**ЧТО ТРЕБУЕТСЯ:** Перепишите весь материал ниже полностью, прибавив 31 к каждой координате x и y в ответах. Картинки в ответ не переносите.

:::::

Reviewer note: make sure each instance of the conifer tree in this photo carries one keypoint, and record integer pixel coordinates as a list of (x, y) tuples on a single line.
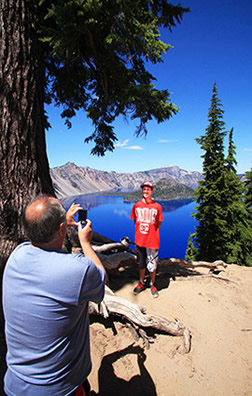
[(239, 236), (248, 195), (211, 232), (190, 251), (223, 230)]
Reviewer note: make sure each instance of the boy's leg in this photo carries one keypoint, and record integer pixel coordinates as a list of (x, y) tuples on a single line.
[(152, 262), (141, 261), (142, 275)]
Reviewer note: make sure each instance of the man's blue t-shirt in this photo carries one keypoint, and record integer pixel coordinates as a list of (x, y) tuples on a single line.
[(45, 301)]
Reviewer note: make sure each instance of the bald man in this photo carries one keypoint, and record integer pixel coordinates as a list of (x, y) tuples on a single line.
[(45, 299)]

:::::

**ОТВЕТ НА ЗАДАНИЕ:**
Reviewer note: make sure each instance of the conifer tree in this photo carries one keypoint, and record integer pixel coordinates as a list of (x, y) tuples on a single line.
[(270, 267), (279, 226), (242, 263), (221, 282), (254, 261)]
Reviewer note: make sure each instance of the boy's leg in this photo carries one keypoint, and record integer pixel coordinates as a list of (x, y) tuples on a single line.
[(183, 293), (172, 292), (173, 306)]
Reviewer note: make sure each instance of the man's blue t-shirt in this photo carries one keypoint, and record integer pixel coordinates as a list of (x, y) tuples on a single line.
[(76, 332)]
Reviewer note: make sure each instance of the bald man in this photo carries one keypoint, and record integer pixel coordinates as a list of (x, y) tuples on a single line.
[(76, 330)]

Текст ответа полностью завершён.